▶ [STATED EXERCISE]:
Reproduce all of the material below, requests included, and offset every bounding-box coordinate in the answers by +98. Omit the pictures from your output.

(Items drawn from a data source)
___
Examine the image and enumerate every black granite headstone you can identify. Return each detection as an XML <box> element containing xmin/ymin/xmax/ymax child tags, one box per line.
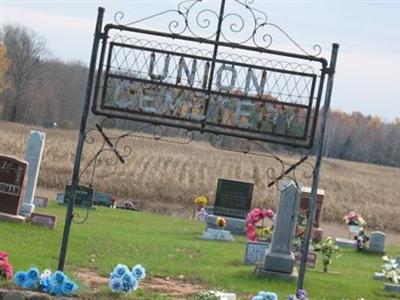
<box><xmin>214</xmin><ymin>179</ymin><xmax>253</xmax><ymax>219</ymax></box>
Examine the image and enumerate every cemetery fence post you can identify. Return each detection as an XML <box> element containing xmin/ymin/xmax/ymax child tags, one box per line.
<box><xmin>58</xmin><ymin>7</ymin><xmax>104</xmax><ymax>271</ymax></box>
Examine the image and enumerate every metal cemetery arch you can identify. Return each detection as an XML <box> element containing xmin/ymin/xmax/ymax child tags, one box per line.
<box><xmin>58</xmin><ymin>0</ymin><xmax>338</xmax><ymax>294</ymax></box>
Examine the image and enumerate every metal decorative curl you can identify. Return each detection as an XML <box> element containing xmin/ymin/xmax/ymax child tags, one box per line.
<box><xmin>209</xmin><ymin>135</ymin><xmax>314</xmax><ymax>191</ymax></box>
<box><xmin>114</xmin><ymin>0</ymin><xmax>322</xmax><ymax>57</ymax></box>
___
▶ [SOLUTION]:
Examine the image and enumerate every black granite headstone you can identify. Return each detection as an XML <box> element containing xmin/ymin/xmax/ymax child tags, one box per line.
<box><xmin>312</xmin><ymin>277</ymin><xmax>351</xmax><ymax>317</ymax></box>
Examine the image and enumerate every cemetery fence post you can identify. Return each detection as an XML <box> element containing xmin/ymin/xmax/ymax child tags, one box per line.
<box><xmin>156</xmin><ymin>105</ymin><xmax>202</xmax><ymax>369</ymax></box>
Examine the image and enumerate every metal cemetery arch you can identify. Return each detection as an XML <box> element containing xmin/ymin/xmax/ymax child tags, one box per line.
<box><xmin>156</xmin><ymin>98</ymin><xmax>436</xmax><ymax>392</ymax></box>
Examine the image and enumerate every metal decorative curl you can identify. Return each detection as an XML <box> element containing xmin/ymin/xmax/ymax child tags, one box per line.
<box><xmin>307</xmin><ymin>233</ymin><xmax>412</xmax><ymax>289</ymax></box>
<box><xmin>212</xmin><ymin>98</ymin><xmax>420</xmax><ymax>155</ymax></box>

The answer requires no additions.